#### EXERCICES PROPOSÉS:
1/ Indiquez si chacun des énoncés (a), (b) et (c) s'accorde avec le texte sur la doctrine utilitaire, en répondant par oui ou par non et en citant les mots décisifs du texte.
(a) Selon M. Sidgwick, les règles de l'intuitionisme peuvent à elles seules fournir les éléments d'un système scientifique.
(b) Le travail de révision des règles doit s'opérer avec une extrême prudence.
(c) L'utilitaire peut accorder à certaines règles plus de valeur que l'opinion générale ne leur en a accordé.
2/ Répondez brièvement aux questions suivantes à l'aide du texte sur la doctrine utilitaire.
(a) De quelle doctrine la moralité du sens commun est-elle l'expression inconsciente ?
(b) À quoi les règles de l'intuitionisme sont-elles bonnes, au dire de M. Sidgwick ?
(c) Que suppose chez l'utilitaire le travail de révision ?
3/ Prolongez le texte sur la doctrine utilitaire à partir de sa dernière phrase.

#### TEXTE EXTRAIT:
◇ ◇ ◇ ◇

La doctrine utilitaire, dont la moralité du sens commun est l’expression inconsciente, a donc au moins toute la rigueur et toute la précision que celle-ci comporte ; mais comme, au dire de M. Sidgwick, les règles de l’intuitionisme, bonnes pour la pratique, ne peuvent par elles-mêmes fournir les éléments d’un système véritablement scientifique, l’utilitaire ne saurait s’en contenter. Il les prendra pour bases d’une doctrine plus cohérente ; il leur fera subir une élaboration, des perfectionnements incessants, corrigeant celles-ci, éliminant celles-là, atténuant l’importance de quelques-unes, attribuant à d’autres plus de valeur que l’opinion générale ne leur en a jusqu’alors accordée. Ce travail de révision doit s’opérer d’ailleurs avec une extrême prudence et suppose chez l’utilitaire le respect le plus sincère pour la moralité du sens commun.

◇ ◇ ◇ ◇

#### BLOC DE DONNÉES:
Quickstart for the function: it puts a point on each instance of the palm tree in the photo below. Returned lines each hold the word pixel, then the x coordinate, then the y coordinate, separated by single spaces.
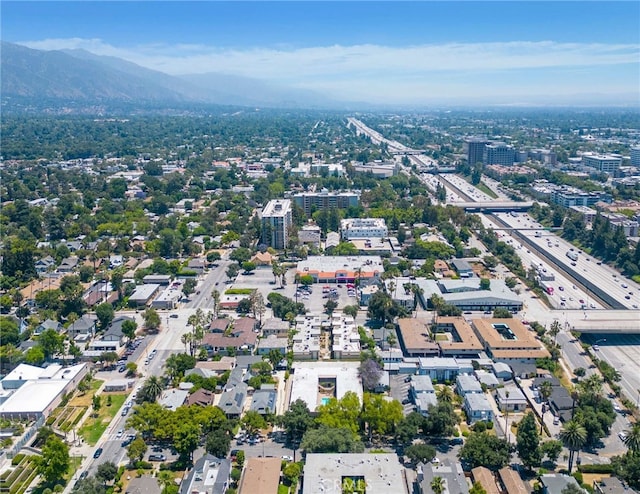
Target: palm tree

◇ ◇ ◇ ◇

#### CORRIGÉ DES EXERCICES:
1/
(a) Non : « ne peuvent par elles-mêmes fournir les éléments d’un système véritablement scientifique ».
(b) Oui : « doit s’opérer d’ailleurs avec une extrême prudence ».
(c) Oui : « attribuant à d’autres plus de valeur que l’opinion générale ne leur en a jusqu’alors accordée ».

2/
(a) De la doctrine utilitaire.
(b) À la pratique.
(c) Le respect le plus sincère pour la moralité du sens commun.

3/
Mais nous ignorons par quelle méthode l’utilitaire détermine les conditions de ce bonheur général en vue duquel il s’attache à modifier les maximes courantes de devoir et de vertu. Là-dessus, M. Sidgwick n’a presque rien à nous apprendre. Il se borne à nous dire qu’on ne peut avoir recours, quant à présent, qu’à un pur hédonisme empirique. Voilà qui est bien vague. Quels sont les procédés de cet empirisme ? Comment s’assurer que l’expérience est suffisante et que les inductions qu’on en tire conduiront aux résultats espérés ? Nous serions curieux de le savoir, et la chose est d’importance, puisqu’il ne s’agit de rien moins que de constituer la science de la morale, tâche dont l’intuitionisme a été déclaré radicalement incapable. La difficulté, pour M. Sidgwick, est d’autant plus grande, qu’il a reconnu lui-même l’impuissance où se trouve l’individu de déterminer avec une précision suffisante les conditions de son propre bonheur.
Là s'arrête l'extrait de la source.